SCOPO DEL COMPITO: Aggiorna l'intervista riscrivendo il tratto che comincia con "Quali sono gli" e prosegue fino a "fisiologia e dall’esperienza.", con "pena capitale" al posto di "condanna a morte".

PASSO DEL DOCUMENTO:
Di fronte a una tale richiesta si sono levate in Gran Bretagna le voci contrarie della British Council of Disabled People.
Per meglio capire la vicenda e le sue implicazioni di natura bioetica, ZENIT ha intervistato il neonatologo Carlo Valerio Bellieni, Dirigente del Dipartimento Terapia Intensiva Neonatale del Policlinico Universitario “Le Scotte” di Siena.
Cosa pensa della richiesta del Royal College of Obstetricians and Gynaecologists?
Bellieni: La richiesta di sopprimere i neonati con gravi disabilità non lascia insensibile nessun pediatra, cioè coloro che domani saranno chiamati a compiere le “eliminazioni”, ma non è nuova: già Michael Gross scriveva nel 2002 su Bioethics, che c’è “un generale consenso al neonaticidio a seconda del parere del genitore sull’interesse del neonato definito in modo ampio da considerare sia il danno fisico che il danno sociale, psicologico e finanziario a terzi”, ed è sempre l’interesse dei terzi da cui bisogna partire per capire cosa si possa nascondere dietro un pietistico tentativo di “porre fine alle sofferenze del bambino”.
Quali sono gli aspetti più inquietanti della proposta inglese?
Bellieni: Quello che inquieta i pediatri sono tre cose:
1: Dover diventare esecutori di una condanna a morte: non è per questo che siamo medici, soprattutto in un’epoca in cui la condanna a morte è stigmatizzata da un sempre maggior numero di Stati.
2: Considerare i propri pazienti come non-persone: esistono autori che sostengono che i neonati non sono persone perché non hanno ancora un’autocoscienza (ed è una logica conseguenza di chi non considera persone il feto o l’embrione per lo stesso motivo); e da questo giungono a dire che i neonati neanche sono in grado di sentire dolore, essendo l’autocoscienza per l’appunto un requisito per questa sensazione: affermazioni smentite ampiamente dalla fisiologia e dall’esperienza.

INFORMAZIONI ESTRATTE:
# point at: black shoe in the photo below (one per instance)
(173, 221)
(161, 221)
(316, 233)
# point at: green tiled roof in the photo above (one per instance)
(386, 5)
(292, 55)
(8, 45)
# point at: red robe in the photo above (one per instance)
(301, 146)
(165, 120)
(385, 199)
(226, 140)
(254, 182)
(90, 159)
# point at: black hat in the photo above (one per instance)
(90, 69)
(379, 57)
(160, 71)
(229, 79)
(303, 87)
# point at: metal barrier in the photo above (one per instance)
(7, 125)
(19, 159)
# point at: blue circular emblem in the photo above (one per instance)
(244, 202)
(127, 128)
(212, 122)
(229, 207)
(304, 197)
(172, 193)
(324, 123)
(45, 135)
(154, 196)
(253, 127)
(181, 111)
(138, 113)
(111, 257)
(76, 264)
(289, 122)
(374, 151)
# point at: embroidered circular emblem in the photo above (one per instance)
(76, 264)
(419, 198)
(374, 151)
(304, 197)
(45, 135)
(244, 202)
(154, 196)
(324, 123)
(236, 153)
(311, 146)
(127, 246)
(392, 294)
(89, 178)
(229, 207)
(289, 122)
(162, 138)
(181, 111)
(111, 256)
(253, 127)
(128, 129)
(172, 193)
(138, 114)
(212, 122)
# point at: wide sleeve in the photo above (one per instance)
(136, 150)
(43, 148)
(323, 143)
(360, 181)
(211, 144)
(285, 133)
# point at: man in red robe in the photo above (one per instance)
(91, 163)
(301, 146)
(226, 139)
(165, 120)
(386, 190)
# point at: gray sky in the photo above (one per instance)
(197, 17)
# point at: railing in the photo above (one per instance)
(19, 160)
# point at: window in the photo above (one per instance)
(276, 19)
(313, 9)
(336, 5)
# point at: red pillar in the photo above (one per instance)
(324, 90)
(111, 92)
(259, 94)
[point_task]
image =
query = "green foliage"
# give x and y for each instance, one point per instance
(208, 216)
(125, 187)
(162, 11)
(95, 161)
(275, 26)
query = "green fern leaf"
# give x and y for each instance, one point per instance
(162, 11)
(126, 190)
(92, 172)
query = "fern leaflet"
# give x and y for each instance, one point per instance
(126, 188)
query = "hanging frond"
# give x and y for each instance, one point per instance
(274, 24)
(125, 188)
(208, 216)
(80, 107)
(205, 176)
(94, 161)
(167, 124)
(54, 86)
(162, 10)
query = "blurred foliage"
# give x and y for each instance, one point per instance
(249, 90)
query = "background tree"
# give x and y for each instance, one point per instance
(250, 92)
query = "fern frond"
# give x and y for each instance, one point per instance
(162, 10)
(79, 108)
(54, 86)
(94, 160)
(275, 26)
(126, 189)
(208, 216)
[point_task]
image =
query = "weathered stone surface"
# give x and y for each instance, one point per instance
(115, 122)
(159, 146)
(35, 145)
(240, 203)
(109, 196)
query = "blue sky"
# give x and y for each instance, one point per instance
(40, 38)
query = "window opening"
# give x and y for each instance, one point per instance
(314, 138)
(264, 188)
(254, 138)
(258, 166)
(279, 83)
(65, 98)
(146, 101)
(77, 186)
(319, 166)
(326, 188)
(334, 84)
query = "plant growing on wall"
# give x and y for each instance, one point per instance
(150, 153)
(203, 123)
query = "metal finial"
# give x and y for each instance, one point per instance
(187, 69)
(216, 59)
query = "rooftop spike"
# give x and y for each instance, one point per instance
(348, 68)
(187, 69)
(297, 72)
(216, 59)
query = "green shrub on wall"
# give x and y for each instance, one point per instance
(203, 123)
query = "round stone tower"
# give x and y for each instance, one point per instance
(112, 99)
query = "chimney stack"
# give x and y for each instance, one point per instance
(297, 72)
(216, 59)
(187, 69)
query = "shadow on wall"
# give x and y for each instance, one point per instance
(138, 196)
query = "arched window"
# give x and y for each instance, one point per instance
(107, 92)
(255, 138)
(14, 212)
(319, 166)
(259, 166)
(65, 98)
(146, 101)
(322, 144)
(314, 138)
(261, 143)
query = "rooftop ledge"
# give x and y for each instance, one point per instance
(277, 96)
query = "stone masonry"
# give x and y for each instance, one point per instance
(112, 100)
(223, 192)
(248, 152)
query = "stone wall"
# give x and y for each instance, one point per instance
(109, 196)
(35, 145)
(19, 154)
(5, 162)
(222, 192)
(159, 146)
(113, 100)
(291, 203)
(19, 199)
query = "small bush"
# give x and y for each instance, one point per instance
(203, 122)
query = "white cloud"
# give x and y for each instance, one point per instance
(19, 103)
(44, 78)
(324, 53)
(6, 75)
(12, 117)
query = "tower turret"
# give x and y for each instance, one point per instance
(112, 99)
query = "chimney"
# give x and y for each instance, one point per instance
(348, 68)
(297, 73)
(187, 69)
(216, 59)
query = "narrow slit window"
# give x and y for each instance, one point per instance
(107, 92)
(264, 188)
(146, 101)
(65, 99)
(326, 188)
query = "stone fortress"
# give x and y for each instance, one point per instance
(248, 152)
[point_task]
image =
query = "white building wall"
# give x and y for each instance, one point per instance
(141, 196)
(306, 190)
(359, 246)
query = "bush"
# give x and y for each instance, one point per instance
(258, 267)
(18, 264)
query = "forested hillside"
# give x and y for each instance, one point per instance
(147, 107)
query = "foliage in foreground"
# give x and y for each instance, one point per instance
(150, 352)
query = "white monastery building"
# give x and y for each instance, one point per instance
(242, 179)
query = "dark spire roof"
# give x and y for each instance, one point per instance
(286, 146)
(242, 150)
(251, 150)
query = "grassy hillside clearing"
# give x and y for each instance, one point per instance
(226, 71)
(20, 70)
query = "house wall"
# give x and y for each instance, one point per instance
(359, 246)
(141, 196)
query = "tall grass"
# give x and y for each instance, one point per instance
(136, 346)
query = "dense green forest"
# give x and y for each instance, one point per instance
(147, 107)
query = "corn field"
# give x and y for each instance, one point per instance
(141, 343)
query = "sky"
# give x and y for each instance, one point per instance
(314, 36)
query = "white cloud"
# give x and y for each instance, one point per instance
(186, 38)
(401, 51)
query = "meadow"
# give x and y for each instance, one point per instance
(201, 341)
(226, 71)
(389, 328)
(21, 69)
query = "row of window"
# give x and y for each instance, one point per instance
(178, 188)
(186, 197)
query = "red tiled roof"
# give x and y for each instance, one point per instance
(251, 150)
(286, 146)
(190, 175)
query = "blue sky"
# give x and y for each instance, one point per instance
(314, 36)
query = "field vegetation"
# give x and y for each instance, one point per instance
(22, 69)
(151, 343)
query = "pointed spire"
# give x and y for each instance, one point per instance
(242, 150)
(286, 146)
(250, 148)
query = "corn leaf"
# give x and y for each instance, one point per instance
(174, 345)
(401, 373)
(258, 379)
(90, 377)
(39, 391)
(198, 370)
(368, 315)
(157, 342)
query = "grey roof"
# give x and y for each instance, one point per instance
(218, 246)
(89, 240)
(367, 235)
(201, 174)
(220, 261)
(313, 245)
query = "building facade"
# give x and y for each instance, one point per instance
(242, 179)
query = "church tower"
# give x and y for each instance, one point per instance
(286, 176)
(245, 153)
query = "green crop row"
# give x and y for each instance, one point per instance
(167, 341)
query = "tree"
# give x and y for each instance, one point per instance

SPAZIO RISPOSTA:
Quali sono gli aspetti più inquietanti della proposta inglese?
Bellieni: Quello che inquieta i pediatri sono tre cose:
1: Dover diventare esecutori di una pena capitale: non è per questo che siamo medici, soprattutto in un’epoca in cui la pena capitale è stigmatizzata da un sempre maggior numero di Stati.
2: Considerare i propri pazienti come non-persone: esistono autori che sostengono che i neonati non sono persone perché non hanno ancora un’autocoscienza (ed è una logica conseguenza di chi non considera persone il feto o l’embrione per lo stesso motivo); e da questo giungono a dire che i neonati neanche sono in grado di sentire dolore, essendo l’autocoscienza per l’appunto un requisito per questa sensazione: affermazioni smentite ampiamente dalla fisiologia e dall’esperienza.